- **Exercise task**
Please report every line in the material below that contains the word "yellow", copying each such line in full.

- **Given data**
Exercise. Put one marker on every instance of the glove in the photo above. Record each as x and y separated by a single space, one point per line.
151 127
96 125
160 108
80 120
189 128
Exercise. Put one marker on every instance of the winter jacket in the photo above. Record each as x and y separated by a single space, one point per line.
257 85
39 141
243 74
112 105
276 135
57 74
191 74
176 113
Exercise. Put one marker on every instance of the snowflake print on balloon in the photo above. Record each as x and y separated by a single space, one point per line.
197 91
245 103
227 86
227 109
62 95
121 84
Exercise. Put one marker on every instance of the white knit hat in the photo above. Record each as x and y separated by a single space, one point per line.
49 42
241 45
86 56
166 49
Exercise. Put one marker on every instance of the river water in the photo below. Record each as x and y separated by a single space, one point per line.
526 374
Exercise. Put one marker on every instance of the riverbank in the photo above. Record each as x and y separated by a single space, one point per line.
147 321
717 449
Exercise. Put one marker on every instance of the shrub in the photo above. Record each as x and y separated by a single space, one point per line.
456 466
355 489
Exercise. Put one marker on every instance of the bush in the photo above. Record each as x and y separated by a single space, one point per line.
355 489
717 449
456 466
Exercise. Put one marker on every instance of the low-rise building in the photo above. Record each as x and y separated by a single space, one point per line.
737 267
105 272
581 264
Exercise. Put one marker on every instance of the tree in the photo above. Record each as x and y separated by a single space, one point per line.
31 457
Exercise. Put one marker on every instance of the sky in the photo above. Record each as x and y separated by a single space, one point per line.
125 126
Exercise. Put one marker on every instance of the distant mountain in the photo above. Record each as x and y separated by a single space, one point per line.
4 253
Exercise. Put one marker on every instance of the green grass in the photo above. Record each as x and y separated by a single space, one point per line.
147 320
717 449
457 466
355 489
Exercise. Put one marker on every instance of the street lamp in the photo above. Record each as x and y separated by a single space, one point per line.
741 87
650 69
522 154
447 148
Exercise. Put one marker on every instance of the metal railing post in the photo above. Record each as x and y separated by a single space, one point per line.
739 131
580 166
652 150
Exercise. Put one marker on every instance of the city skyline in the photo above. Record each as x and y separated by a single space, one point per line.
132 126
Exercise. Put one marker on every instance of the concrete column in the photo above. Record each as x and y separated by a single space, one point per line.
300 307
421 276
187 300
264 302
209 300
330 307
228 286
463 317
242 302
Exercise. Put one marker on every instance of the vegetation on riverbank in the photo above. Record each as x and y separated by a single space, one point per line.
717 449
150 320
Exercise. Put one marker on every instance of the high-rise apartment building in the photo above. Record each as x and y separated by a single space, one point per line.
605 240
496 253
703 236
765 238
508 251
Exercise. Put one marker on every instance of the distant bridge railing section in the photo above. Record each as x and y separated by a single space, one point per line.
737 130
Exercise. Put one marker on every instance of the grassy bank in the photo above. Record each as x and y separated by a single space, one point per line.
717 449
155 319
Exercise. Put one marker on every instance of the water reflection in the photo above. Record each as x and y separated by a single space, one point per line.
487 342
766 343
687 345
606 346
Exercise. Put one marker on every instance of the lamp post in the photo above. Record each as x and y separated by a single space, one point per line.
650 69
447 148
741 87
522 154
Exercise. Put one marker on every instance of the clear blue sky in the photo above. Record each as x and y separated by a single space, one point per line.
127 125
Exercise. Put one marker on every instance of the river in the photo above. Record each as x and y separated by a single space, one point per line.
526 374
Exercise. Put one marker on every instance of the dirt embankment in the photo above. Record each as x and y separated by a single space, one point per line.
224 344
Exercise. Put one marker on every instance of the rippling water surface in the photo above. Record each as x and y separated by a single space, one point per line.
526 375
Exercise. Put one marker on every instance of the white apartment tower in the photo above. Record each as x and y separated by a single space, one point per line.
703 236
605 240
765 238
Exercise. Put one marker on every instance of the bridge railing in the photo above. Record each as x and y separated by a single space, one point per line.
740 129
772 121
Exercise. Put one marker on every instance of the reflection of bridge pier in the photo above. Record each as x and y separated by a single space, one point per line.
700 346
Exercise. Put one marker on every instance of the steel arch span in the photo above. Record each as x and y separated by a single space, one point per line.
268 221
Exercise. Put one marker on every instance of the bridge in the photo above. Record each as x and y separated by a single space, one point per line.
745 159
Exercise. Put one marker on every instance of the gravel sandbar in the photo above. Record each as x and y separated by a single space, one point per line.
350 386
* * *
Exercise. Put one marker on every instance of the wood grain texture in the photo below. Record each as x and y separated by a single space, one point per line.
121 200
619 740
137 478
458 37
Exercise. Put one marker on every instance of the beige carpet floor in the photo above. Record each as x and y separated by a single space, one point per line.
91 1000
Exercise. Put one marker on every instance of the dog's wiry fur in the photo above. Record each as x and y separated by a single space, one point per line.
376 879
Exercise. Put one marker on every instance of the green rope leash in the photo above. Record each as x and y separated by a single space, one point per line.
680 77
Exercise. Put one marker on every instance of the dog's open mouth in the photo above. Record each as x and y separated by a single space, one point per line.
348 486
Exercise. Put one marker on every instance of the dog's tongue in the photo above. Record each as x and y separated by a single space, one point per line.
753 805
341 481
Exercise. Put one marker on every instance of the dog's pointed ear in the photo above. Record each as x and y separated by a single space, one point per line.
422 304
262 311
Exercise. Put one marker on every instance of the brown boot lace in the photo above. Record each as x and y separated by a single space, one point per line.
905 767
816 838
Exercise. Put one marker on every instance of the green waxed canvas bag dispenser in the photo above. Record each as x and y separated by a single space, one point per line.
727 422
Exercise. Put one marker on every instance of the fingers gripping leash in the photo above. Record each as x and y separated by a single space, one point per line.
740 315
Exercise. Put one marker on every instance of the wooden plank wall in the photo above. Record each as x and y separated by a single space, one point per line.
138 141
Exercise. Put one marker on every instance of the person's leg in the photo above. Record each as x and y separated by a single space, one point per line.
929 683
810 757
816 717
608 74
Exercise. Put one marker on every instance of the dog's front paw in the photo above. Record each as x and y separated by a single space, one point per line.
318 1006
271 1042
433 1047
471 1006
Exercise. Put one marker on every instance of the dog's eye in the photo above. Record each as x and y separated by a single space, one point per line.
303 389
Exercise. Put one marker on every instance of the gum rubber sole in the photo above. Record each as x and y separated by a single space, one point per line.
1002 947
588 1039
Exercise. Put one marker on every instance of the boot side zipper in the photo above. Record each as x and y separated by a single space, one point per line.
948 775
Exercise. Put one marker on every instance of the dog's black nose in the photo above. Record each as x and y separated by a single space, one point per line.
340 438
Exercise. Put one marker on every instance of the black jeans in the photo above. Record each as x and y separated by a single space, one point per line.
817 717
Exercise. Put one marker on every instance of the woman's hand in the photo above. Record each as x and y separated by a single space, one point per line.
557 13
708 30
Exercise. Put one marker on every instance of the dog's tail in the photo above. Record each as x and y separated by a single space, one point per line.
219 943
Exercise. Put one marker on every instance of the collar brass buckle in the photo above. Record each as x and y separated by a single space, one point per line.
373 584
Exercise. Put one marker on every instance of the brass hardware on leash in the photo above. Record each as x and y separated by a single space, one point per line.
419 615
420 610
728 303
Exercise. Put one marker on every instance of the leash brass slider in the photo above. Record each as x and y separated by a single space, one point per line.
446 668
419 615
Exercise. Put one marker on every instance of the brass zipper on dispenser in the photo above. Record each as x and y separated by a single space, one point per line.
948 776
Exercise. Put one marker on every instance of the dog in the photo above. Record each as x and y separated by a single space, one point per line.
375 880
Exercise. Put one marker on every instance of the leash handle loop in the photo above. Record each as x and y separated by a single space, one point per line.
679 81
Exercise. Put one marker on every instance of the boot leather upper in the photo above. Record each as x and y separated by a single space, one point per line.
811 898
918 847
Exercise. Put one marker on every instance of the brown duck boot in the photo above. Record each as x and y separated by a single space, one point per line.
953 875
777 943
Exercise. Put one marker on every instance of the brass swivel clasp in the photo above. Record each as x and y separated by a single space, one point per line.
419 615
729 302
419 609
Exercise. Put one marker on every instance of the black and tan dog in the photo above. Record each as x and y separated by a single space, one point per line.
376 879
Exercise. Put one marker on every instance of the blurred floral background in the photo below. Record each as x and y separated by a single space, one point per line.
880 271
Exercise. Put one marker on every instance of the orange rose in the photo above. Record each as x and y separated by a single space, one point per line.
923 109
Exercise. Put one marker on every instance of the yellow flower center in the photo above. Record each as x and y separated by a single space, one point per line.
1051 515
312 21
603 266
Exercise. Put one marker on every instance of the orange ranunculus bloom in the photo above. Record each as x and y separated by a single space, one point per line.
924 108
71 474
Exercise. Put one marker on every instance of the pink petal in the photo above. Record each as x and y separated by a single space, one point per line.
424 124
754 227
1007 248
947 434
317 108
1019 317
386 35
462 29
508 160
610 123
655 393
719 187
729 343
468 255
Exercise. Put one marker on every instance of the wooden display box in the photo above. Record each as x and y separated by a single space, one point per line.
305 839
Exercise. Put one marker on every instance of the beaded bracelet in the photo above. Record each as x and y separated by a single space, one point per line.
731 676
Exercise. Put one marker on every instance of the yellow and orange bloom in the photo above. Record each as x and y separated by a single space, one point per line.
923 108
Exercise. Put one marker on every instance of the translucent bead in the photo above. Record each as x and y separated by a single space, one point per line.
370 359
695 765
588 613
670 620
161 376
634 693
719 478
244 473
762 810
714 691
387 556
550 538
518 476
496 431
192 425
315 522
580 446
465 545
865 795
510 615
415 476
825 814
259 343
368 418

- **Exercise answer**
Exercise. Put one marker on every instance of the yellow flower center in the photo above. Record each as x and y separated by a single space, one point per line.
Exercise. Put one marker on every instance of the yellow and orange bloom in the photo above. Record each as x and y separated by a single space, one point per line.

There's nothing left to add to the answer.